▸ **Texte de la page**
Les intentions de mise en œuvre, notre griotte

Afin d’optimiser notre planification, de rendre particulièrement efficace le passage de la motivation à l’action, voici un concept bien utile : les intentions de mise en œuvre. C’est en quelque sorte la meilleure des cerises possibles à mettre au sommet de notre gâteau.

D’un côté nous avons l’objectif principal poursuivi par le patient, par exemple participer à une course dans 3 mois. Nous l’appellerons une intention de but. D’un autre côté nous avons les intentions de mise en œuvre qui correspondent au fait de spécifier quand, et de quelle manière le changement va se produire, en le reliant à une situation précise. Lorsque nous aidons notre patient à formuler des intentions de mise en œuvre, nous l’invitons à décider à l’avance :

  • De la mise en place d’un comportement spécifique (par exemple faire 10 squats)

  • En fonction d’indices environnementaux (par exemple dès que l’alarme sonne)

  • En s’assurant que le comportement doit permettre d’atteindre l’objectif principal.

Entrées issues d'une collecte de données
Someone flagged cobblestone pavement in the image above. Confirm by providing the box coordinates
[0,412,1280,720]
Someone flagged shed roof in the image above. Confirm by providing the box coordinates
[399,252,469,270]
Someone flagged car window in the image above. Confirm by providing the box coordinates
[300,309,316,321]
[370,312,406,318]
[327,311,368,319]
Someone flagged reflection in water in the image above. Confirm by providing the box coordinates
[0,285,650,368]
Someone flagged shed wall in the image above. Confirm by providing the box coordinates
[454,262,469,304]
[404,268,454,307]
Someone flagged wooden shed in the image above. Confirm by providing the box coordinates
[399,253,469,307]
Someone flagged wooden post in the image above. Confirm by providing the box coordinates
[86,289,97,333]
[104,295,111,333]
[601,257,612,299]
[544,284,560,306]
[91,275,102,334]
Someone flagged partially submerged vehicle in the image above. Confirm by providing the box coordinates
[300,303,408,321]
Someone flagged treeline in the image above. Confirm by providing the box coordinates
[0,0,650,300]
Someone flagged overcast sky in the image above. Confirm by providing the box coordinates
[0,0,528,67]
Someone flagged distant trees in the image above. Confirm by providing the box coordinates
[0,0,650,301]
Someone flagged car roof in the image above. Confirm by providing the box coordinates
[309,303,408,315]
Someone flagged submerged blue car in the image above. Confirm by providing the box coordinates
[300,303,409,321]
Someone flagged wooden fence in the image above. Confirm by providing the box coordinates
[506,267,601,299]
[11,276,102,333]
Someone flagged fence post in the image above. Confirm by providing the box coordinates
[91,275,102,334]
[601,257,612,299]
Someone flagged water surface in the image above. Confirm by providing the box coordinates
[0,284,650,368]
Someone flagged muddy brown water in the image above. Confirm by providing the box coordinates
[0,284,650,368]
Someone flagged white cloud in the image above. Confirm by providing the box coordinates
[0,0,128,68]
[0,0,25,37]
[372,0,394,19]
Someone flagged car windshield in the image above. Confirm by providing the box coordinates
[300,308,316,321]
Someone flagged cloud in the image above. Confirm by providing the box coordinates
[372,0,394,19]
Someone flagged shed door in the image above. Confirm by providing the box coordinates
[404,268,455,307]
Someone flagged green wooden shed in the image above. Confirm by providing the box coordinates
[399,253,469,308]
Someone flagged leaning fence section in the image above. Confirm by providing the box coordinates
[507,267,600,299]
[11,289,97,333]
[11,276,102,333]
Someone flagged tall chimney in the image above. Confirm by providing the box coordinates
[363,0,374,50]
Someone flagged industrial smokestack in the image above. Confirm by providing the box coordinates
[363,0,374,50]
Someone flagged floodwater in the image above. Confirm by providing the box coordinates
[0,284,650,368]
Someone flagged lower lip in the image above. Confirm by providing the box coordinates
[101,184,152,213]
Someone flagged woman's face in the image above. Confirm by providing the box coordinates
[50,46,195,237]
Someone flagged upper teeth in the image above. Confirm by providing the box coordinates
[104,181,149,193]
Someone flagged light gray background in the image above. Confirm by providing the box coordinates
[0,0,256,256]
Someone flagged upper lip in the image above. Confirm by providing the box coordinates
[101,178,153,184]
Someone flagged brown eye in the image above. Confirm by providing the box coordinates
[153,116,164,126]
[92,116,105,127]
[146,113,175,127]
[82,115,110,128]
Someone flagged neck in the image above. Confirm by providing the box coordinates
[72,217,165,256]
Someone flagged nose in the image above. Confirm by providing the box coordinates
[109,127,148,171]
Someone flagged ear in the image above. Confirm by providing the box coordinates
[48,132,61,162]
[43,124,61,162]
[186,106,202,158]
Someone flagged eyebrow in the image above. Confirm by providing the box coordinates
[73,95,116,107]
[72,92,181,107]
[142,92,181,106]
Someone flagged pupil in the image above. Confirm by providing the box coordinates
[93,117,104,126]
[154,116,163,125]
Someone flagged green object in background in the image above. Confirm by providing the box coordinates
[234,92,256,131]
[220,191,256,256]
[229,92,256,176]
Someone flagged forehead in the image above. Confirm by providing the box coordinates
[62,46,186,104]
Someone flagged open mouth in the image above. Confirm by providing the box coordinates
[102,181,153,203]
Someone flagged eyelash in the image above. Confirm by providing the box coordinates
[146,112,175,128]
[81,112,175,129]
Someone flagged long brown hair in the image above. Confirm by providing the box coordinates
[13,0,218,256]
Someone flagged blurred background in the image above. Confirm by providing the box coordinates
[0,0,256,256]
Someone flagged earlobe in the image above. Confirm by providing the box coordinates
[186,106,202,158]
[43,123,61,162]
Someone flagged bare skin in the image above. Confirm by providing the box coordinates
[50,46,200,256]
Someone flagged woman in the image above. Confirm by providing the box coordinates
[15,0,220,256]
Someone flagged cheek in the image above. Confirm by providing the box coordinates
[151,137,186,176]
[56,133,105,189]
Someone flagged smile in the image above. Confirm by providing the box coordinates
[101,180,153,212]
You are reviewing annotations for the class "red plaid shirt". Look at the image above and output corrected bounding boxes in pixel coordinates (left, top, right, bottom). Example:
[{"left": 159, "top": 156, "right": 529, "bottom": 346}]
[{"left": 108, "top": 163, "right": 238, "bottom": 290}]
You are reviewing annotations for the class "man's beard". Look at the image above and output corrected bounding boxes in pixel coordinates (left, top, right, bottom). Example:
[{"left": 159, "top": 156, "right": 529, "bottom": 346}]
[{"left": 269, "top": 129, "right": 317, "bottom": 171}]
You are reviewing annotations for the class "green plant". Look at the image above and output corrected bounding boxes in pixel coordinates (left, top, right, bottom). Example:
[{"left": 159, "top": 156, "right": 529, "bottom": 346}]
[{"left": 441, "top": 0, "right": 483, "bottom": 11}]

▸ **Consigne**
Pouvez-vous recopier à l'identique le passage du texte sur les intentions de mise en œuvre qui commence aux mots « Afin d’optimiser notre » et s'arrête après les mots « que l’alarme sonne) » ?

▸ **Réponse rédigée**
Afin d’optimiser notre planification, de rendre particulièrement efficace le passage de la motivation à l’action, voici un concept bien utile : les intentions de mise en œuvre. C’est en quelque sorte la meilleure des cerises possibles à mettre au sommet de notre gâteau.

D’un côté nous avons l’objectif principal poursuivi par le patient, par exemple participer à une course dans 3 mois. Nous l’appellerons une intention de but. D’un autre côté nous avons les intentions de mise en œuvre qui correspondent au fait de spécifier quand, et de quelle manière le changement va se produire, en le reliant à une situation précise. Lorsque nous aidons notre patient à formuler des intentions de mise en œuvre, nous l’invitons à décider à l’avance :

  • De la mise en place d’un comportement spécifique (par exemple faire 10 squats)

  • En fonction d’indices environnementaux (par exemple dès que l’alarme sonne)